GIVEN EXERCISE
Please format the data below as a JSON list of strings, with one string for each line and blank lines left out.

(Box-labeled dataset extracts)
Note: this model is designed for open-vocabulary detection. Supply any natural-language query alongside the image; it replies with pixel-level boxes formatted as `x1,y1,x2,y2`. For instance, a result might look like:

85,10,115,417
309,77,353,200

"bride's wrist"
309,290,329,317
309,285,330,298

TASK RESULT
[
  "Note: this model is designed for open-vocabulary detection. Supply any natural-language query alongside the image; it replies with pixel-level boxes formatted as `x1,y1,x2,y2`. For instance, a result might look like:",
  "85,10,115,417",
  "309,77,353,200",
  "\"bride's wrist\"",
  "309,290,329,317",
  "309,285,330,298"
]